Supplied text ->
═══

Chapter 6, Problem 6.31P

For the parallel-plate capacitor shown in Figure 6. 3, find the potential field in the interior if the upper plate (at z = d) is raised to potential V0, while the lower plate (at z = 0) is grounded. Do this by solving Laplace' s equation separately in each of the two dielectrics. These solutions, as well as the electric flux density, must be continuous across the dielectric interface. Take the interface to he at z = b.

To determine

The potential field between plates $V$.

Answer to Problem 6.31P

The values are $V_1$ is $\frac{-{\rho }_0{z}^2}{2{\epsilon }_2}+V_0$ and $V_2$ is $\frac{{\rho }_{0}d}{{\epsilon }_0}\left(b-z\right)-V_0\frac{\left(b-z\right)}{z}$.

Explanation of Solution

Calculation:

The Poisson's equation is defined for $z<d$ boundary condition (where, $d$ is the distance between two plates).

═══

Source excerpt ->
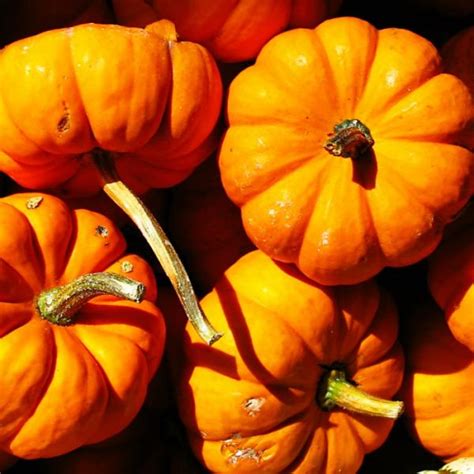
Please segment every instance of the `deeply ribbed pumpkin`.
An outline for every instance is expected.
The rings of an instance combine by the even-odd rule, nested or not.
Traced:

═══

Exercise requirements ->
- a) In the capacitor problem text, which plate is grounded?
- b) Write out the capacitor problem text again, starting at "The values are" and ending at "between two plates).", substituting "separation" for "distance".

Expected outputs ->
- a) The lower plate, at z = 0.

- b)
The values are $V_1$ is $\frac{-{\rho }_0{z}^2}{2{\epsilon }_2}+V_0$ and $V_2$ is $\frac{{\rho }_{0}d}{{\epsilon }_0}\left(b-z\right)-V_0\frac{\left(b-z\right)}{z}$.

Explanation of Solution

Calculation:

The Poisson's equation is defined for $z<d$ boundary condition (where, $d$ is the separation between two plates).